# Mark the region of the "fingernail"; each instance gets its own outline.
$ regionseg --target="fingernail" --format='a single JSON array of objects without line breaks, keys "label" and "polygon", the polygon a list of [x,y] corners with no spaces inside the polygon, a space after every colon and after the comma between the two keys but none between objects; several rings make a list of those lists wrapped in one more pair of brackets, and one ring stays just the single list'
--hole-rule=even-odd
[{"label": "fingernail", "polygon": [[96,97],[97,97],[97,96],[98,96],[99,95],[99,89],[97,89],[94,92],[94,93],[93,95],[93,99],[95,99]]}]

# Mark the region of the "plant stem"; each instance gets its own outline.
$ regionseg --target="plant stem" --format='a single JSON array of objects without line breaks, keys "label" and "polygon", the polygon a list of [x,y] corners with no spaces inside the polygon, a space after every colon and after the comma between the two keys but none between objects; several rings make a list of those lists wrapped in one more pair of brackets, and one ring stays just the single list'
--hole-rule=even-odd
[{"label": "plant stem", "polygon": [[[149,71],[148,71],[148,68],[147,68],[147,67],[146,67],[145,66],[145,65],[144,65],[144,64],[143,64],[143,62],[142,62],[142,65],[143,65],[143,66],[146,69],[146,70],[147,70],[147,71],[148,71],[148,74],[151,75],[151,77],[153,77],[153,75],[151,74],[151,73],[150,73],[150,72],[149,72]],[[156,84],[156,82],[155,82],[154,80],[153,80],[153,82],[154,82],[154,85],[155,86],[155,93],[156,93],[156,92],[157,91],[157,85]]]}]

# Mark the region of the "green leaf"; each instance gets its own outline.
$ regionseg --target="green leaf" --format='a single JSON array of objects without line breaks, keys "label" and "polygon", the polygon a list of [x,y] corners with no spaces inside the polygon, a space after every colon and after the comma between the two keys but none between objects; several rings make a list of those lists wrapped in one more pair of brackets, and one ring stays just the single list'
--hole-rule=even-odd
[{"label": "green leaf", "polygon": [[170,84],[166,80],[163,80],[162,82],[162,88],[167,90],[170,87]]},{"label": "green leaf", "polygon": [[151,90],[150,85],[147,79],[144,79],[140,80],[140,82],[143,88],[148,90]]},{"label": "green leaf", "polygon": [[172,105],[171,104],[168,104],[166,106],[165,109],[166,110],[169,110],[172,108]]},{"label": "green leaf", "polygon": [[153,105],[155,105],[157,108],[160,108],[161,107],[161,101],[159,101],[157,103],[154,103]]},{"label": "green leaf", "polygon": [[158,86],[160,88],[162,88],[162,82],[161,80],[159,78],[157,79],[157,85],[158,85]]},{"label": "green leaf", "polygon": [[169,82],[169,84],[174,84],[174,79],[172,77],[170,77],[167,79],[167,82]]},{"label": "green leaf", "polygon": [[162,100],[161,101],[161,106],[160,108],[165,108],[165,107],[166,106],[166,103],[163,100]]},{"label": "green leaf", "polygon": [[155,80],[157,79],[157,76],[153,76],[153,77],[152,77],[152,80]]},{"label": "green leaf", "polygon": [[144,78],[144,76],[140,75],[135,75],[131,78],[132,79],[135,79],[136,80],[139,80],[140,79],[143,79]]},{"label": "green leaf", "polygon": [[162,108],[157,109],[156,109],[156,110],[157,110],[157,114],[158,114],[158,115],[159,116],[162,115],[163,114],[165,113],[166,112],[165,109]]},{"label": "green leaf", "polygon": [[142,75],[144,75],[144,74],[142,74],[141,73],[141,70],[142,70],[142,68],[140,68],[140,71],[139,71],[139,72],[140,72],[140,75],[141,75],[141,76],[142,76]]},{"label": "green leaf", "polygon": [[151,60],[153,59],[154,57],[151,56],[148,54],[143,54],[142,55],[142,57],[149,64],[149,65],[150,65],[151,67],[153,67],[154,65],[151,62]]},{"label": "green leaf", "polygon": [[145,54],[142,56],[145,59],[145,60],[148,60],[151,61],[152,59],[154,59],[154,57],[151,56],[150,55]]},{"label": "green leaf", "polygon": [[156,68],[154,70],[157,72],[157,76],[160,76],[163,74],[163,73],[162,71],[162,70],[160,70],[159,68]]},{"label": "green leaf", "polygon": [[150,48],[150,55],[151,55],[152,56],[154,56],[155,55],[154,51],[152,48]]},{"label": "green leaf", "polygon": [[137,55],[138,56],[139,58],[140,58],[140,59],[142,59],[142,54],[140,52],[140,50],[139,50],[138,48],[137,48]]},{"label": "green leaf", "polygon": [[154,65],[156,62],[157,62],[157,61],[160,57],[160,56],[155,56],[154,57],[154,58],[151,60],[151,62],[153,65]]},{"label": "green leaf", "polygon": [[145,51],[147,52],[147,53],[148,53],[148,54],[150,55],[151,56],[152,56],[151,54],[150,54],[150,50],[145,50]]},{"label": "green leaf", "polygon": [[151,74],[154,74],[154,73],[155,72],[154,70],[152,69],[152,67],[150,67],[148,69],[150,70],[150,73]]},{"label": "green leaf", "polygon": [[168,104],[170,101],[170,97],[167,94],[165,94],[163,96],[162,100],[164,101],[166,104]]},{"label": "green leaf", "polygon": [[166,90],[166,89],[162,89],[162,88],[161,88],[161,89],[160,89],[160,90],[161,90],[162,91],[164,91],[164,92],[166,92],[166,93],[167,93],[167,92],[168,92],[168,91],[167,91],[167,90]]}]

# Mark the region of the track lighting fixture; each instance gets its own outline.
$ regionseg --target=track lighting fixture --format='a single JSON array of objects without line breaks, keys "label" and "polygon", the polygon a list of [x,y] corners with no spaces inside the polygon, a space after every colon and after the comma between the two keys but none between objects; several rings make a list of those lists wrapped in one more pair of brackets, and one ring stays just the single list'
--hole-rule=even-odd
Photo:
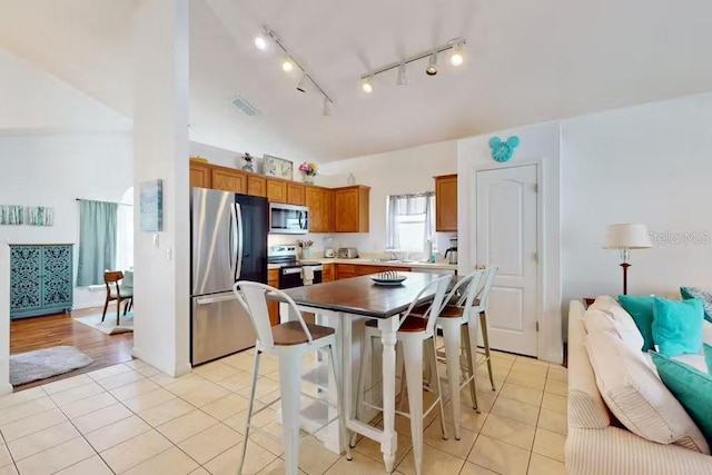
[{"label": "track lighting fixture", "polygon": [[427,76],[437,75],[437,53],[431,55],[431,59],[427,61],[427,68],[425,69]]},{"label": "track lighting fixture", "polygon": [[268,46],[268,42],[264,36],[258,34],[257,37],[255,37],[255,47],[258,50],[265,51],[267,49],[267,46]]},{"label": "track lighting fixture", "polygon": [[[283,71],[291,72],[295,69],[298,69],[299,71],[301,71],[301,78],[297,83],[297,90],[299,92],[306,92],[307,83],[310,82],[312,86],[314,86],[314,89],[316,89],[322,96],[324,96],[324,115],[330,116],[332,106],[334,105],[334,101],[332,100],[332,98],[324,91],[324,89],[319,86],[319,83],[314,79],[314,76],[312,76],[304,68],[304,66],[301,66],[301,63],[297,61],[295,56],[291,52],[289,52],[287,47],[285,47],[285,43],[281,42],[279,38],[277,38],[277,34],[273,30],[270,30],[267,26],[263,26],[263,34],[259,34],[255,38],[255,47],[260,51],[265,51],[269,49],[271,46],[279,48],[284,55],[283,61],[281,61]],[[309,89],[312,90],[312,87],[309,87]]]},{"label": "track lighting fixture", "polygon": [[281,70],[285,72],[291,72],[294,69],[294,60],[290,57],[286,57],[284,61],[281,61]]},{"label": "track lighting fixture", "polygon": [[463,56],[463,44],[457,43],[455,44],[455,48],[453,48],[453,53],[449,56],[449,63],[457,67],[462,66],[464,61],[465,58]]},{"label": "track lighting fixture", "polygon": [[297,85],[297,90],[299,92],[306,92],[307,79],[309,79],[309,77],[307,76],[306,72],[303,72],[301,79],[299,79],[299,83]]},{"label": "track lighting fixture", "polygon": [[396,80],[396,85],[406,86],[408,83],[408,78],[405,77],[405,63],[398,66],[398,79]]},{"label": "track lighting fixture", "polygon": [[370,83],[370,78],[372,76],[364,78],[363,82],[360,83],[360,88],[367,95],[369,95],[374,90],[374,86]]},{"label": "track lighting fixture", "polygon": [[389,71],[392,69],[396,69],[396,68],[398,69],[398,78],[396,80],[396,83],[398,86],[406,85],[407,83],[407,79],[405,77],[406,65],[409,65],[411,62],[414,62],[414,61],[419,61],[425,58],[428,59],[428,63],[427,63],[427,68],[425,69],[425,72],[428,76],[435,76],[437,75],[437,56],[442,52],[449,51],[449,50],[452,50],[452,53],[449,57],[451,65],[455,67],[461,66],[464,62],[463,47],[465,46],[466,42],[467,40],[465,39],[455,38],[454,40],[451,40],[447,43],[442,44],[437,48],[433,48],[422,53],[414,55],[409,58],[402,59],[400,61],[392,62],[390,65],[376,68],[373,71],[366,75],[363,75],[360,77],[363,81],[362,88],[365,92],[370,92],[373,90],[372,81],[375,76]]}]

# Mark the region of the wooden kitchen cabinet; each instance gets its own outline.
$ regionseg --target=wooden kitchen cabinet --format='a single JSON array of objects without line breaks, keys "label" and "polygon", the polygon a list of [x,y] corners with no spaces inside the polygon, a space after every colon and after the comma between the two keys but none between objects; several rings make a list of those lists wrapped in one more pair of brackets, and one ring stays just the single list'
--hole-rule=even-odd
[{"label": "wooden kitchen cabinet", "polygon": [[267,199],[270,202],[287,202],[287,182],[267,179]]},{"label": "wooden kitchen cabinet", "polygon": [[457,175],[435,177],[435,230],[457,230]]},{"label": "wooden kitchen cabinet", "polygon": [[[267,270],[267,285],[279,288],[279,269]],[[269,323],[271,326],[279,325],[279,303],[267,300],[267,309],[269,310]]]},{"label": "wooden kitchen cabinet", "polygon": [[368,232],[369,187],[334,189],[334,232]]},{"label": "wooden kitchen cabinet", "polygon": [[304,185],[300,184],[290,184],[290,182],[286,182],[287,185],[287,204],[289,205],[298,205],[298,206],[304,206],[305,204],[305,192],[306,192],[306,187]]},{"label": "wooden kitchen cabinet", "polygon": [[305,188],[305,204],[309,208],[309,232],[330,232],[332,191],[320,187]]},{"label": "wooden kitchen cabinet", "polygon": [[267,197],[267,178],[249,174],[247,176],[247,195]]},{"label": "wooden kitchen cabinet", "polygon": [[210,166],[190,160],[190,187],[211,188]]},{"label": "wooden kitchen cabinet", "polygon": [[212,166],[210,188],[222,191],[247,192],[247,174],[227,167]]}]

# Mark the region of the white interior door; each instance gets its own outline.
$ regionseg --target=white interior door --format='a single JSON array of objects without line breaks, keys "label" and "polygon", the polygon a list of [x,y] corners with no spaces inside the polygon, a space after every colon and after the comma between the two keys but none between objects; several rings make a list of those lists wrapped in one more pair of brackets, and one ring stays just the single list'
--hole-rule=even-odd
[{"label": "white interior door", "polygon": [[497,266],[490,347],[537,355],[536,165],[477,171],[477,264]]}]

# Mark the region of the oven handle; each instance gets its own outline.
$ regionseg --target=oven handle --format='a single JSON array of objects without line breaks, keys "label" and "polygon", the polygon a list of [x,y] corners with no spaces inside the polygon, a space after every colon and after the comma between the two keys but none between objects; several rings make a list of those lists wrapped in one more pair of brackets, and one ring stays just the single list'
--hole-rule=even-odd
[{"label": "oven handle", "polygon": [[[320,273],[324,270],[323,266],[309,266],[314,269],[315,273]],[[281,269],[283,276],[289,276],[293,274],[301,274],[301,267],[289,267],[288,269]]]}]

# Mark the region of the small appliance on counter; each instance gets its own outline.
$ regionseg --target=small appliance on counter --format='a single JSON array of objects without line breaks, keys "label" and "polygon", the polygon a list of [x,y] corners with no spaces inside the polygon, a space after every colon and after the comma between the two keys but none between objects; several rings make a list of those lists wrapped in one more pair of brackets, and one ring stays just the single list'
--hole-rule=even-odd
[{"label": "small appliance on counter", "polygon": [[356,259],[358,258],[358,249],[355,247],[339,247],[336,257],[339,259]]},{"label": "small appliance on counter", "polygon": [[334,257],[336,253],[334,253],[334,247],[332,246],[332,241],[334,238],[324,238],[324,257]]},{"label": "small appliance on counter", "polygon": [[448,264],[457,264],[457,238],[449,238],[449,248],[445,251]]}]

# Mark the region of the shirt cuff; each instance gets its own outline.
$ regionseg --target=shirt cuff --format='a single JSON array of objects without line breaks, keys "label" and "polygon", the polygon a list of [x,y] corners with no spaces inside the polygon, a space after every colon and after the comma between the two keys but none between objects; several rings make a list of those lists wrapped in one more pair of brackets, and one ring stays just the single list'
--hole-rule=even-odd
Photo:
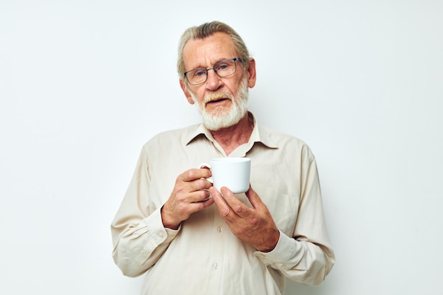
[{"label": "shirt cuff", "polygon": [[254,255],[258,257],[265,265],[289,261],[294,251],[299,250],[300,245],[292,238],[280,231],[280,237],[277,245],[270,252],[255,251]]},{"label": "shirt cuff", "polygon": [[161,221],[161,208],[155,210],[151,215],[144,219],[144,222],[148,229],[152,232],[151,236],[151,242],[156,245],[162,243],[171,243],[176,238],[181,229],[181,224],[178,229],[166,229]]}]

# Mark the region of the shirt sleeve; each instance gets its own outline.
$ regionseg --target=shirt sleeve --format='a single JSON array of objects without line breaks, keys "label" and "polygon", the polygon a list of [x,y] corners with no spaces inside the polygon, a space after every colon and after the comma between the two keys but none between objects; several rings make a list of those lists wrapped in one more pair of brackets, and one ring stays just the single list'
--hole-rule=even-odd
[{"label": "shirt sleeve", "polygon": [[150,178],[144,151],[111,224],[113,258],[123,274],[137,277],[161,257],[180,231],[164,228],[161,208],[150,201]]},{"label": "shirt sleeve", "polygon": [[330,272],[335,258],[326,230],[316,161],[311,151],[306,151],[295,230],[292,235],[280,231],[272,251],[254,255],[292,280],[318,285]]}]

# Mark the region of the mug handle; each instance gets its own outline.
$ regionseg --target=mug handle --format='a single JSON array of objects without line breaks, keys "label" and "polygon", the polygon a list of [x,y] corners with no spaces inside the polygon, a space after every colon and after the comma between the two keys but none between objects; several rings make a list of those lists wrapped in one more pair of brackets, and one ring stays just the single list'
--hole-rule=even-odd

Aim of the task — Your task is to output exactly the lines running from the one with "# Mark the region of the shirt sleeve;" through the final line of the material above, with both ends included.

Worked answer —
# Mark the region of the shirt sleeve; each instance gets its own outline.
$ regionseg --target=shirt sleeve --format='a single JSON array of objects without line breaks, keys "label" and "polygon", the polygon a list of [x,y] corners with no spaces inside the polygon, a space after every colon and after the comma between the two keys but none between objects; several rings make a list of those lists wrapped in one more pair of brackets, and one ring stays just the single list'
--hole-rule=even-odd
[{"label": "shirt sleeve", "polygon": [[150,178],[144,151],[111,224],[113,258],[123,274],[137,277],[161,257],[180,231],[164,228],[161,208],[150,201]]},{"label": "shirt sleeve", "polygon": [[330,272],[335,258],[326,230],[316,161],[311,151],[306,151],[295,230],[292,235],[280,231],[272,251],[254,255],[292,280],[318,285]]}]

# Mark the region of the mug handle; each instance gets its own outline.
$ regionseg --target=mug handle --format='a single JSON array of objects without line breaks, keys "label" and "polygon", the polygon a list of [x,y] corners with no spaces inside the polygon, a space after every colon and after the comma between the two keys but none between objects; several rings make a list of those lists wrapped in one more pair of brackets, and one ring stays just the single list'
--hole-rule=even-odd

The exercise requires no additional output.